RECORDS FOR THE EXERCISE -
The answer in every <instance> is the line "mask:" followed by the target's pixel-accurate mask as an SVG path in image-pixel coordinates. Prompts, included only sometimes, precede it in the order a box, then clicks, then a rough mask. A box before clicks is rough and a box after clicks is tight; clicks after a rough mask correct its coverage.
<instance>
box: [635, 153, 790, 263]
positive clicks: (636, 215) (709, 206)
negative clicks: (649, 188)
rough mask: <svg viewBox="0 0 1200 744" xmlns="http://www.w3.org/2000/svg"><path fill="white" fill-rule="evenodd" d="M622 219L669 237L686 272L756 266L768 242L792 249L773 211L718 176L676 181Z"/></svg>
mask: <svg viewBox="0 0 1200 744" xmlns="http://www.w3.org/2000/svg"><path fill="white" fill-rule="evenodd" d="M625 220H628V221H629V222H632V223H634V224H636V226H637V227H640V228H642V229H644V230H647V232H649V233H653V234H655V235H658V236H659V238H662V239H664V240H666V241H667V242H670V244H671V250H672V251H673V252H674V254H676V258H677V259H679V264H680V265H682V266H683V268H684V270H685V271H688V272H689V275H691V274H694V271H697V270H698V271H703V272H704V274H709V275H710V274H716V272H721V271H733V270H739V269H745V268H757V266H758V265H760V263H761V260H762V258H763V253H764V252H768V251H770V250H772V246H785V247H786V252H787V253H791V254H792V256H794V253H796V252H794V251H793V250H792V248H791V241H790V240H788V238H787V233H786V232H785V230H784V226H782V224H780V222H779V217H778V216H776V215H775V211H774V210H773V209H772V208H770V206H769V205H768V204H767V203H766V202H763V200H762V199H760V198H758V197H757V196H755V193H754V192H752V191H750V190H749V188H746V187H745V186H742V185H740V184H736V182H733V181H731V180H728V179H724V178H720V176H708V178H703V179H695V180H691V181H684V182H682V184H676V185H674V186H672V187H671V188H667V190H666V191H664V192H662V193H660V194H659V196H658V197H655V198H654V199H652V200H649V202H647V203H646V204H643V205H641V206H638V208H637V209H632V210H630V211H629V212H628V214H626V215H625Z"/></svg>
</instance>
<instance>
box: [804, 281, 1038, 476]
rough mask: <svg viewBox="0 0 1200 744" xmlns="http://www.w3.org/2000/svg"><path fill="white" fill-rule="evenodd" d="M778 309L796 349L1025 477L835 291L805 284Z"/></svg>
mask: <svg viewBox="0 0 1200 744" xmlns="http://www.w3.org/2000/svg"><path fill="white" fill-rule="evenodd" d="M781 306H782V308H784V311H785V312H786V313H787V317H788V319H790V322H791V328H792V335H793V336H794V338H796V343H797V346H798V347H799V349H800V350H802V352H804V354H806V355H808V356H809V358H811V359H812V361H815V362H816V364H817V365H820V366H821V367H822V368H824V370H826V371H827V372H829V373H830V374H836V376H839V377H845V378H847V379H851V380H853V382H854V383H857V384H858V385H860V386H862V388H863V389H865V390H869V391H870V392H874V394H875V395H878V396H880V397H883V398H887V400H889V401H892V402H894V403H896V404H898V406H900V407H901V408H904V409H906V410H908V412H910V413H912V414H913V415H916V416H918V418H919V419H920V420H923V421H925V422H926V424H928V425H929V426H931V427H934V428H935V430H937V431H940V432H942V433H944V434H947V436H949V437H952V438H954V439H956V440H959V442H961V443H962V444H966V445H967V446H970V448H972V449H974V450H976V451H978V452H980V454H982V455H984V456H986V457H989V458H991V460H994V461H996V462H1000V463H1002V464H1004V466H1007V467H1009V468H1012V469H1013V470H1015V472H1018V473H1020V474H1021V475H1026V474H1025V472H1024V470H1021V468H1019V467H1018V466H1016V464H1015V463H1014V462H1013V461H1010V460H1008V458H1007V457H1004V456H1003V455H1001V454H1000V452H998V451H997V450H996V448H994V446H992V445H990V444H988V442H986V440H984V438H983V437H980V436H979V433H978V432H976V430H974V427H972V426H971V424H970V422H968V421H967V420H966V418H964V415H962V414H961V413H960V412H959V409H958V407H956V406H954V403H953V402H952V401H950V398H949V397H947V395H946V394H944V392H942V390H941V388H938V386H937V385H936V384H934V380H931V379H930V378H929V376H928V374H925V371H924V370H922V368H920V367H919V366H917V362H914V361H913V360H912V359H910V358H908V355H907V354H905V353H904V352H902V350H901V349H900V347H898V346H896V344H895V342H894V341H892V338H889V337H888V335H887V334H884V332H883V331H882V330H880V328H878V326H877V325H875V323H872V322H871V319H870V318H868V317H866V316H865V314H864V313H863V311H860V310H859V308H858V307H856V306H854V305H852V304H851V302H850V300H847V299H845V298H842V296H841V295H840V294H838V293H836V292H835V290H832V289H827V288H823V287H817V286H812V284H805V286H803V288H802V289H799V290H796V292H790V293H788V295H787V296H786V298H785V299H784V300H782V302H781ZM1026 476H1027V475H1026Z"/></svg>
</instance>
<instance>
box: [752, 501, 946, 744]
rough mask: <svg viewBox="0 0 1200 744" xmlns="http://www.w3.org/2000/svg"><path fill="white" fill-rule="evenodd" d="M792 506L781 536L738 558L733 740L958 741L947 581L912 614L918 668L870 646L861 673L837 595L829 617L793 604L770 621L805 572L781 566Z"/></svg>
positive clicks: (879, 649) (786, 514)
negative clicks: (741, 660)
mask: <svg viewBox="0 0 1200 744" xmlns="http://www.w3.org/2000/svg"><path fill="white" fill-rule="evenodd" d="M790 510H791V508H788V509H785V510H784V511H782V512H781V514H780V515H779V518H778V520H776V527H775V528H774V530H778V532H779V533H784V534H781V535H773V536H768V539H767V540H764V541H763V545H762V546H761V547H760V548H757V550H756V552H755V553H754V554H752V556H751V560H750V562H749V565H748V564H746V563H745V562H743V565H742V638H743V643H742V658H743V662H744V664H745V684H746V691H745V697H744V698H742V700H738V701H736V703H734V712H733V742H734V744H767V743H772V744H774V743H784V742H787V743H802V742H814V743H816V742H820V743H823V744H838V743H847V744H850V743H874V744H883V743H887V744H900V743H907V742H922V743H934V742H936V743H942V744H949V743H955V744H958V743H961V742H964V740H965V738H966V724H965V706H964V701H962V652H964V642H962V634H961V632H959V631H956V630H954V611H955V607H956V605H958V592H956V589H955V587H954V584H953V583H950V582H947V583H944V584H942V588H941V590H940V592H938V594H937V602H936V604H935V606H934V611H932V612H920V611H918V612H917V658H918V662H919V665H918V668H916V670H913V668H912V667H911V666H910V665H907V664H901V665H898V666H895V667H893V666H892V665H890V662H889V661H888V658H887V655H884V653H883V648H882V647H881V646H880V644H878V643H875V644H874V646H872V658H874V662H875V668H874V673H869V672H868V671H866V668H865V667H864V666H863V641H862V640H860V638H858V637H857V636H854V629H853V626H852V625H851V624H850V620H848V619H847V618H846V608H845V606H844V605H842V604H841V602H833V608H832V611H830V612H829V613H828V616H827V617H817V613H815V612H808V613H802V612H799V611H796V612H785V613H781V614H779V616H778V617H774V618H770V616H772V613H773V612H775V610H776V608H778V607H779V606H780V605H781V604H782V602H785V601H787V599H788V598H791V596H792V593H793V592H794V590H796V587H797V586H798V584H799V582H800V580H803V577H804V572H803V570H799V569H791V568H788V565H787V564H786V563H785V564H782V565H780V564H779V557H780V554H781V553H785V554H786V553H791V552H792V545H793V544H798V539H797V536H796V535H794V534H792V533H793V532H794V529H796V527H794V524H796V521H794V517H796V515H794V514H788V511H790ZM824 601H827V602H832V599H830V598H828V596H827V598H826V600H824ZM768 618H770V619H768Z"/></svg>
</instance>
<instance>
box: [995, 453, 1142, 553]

WHAT IS EXPECTED -
Show each line from the listing above that includes the word "positive".

RESPONSE BOX -
positive clicks: (636, 215) (709, 206)
positive clicks: (879, 649) (786, 514)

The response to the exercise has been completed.